§ **Records to process**:
/---

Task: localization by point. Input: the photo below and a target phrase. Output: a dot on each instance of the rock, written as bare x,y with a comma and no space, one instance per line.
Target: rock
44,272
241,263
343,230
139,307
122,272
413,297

\---

§ **Task statement**:
The records above are to be printed in full, exactly as they appear.

§ **Result of the task**:
Task: localization by point. Input: the photo below and a target phrase. Output: a dot on each instance of the rock, written as bare x,y with a comma and no space, one instance per line.
Target: rock
44,272
241,263
343,230
139,307
122,272
413,297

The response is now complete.